- **TASKS**
a) In the obtuse triangle text, why is only one angle larger than 90° possible?
b) Please extract the passage of the obtuse triangle text from "It's easy to" up to and including "of the angles.".
c) Write the next part of the obtuse triangle text, starting after its last sentence.

- **TEXT SHOWN**
* Begin *
An obtuse triangle is a triangle in which one of the angles is larger than 90°. There is only one such angle possible, since the sum of angles in a triangle is 180°.
It's easy to show that in this type of triangle, the obtuse angle is larger than the sum of the other two angles.
It's also easy to show the converse- that if an angle in a triangle is larger than the sum of the other two, then the triangle is obtuse. Both of these follow directly from the fact that the sum of angles in a triangle is 180°.
Problem
Show that in an obtuse triangle, the obtuse angle is larger than the sum of the other two angles. Also show the converse- that if an angle in a triangle is larger than the sum of the other two, then the triangle is obtuse.
Strategy
Both of these problems are a direct consequence of the fact that the sum of all three angles in a triangle is exactly 180°. So our strategy is to prove them using arithmetic manipulation of the sum of the angles.
* End *
(Entries from an annotation dataset)
* Begin *
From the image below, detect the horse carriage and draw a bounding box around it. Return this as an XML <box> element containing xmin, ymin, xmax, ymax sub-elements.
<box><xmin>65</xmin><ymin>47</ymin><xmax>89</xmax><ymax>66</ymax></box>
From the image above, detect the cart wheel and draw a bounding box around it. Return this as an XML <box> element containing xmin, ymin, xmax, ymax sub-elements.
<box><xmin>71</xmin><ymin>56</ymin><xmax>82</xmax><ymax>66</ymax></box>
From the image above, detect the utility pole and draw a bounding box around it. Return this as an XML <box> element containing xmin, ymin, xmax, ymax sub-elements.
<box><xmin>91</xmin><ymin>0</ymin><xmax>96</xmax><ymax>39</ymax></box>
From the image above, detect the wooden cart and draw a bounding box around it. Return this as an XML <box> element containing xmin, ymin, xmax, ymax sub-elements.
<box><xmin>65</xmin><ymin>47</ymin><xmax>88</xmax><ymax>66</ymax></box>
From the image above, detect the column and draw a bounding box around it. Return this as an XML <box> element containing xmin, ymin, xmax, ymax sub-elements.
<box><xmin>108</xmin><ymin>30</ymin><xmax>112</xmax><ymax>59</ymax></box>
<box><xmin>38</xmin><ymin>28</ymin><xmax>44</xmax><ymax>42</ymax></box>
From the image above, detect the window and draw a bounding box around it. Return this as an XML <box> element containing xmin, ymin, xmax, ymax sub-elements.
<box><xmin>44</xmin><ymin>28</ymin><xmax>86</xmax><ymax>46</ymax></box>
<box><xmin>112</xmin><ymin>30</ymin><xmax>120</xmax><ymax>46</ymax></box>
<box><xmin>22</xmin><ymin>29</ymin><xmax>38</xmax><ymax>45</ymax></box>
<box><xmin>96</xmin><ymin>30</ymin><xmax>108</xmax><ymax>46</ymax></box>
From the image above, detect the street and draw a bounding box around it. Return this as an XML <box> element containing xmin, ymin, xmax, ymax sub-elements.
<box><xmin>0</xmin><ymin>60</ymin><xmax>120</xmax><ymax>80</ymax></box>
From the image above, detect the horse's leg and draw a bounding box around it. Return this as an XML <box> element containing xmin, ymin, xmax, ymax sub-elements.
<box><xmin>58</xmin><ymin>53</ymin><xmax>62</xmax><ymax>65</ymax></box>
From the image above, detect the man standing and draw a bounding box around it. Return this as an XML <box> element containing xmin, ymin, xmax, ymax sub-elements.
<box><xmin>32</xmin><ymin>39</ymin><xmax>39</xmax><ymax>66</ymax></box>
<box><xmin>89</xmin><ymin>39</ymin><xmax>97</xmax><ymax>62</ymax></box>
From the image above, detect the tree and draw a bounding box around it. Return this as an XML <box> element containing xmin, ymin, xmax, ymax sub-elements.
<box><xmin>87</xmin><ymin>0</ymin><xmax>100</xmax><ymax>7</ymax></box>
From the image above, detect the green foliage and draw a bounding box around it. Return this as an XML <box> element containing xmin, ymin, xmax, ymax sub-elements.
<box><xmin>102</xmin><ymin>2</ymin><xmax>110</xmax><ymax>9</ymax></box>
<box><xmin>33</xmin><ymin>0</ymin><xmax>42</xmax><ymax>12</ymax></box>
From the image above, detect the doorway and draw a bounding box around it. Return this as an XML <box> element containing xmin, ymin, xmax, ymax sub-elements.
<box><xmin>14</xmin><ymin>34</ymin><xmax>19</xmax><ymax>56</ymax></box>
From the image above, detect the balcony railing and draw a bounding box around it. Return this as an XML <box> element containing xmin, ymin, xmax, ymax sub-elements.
* End *
- **ANSWERS TO THE EXERCISES**
a) The sum of the angles in a triangle is 180°.

b)
It's easy to show that in this type of triangle, the obtuse angle is larger than the sum of the other two angles.
It's also easy to show the converse- that if an angle in a triangle is larger than the sum of the other two, then the triangle is obtuse. Both of these follow directly from the fact that the sum of angles in a triangle is 180°.
Problem
Show that in an obtuse triangle, the obtuse angle is larger than the sum of the other two angles. Also show the converse- that if an angle in a triangle is larger than the sum of the other two, then the triangle is obtuse.
Strategy
Both of these problems are a direct consequence of the fact that the sum of all three angles in a triangle is exactly 180°. So our strategy is to prove them using arithmetic manipulation of the sum of the angles.

c)
Proof
(1) m∠1 + m∠2 + m∠3= 180° //sum of angles in a triangle is 180°
(2) m∠2>90° // Given, ΔABC is obtuse
(3) m∠1 + m∠3 < 90° // subtract (2) from (1)
(4) m∠1 + m∠3 < m∠2 //(2), (3)
Now lets do the converse, show that if m∠1 + m∠3 < m∠2, then ΔABC is obtuse:
(5) m∠1 + m∠2 + m∠3= 180° //sum of angles in a triangle is 180°
(6) m∠1 + m∠3 < m∠2 // Given
(7) m∠2 >180° -m∠2 // subtract (6) from (5)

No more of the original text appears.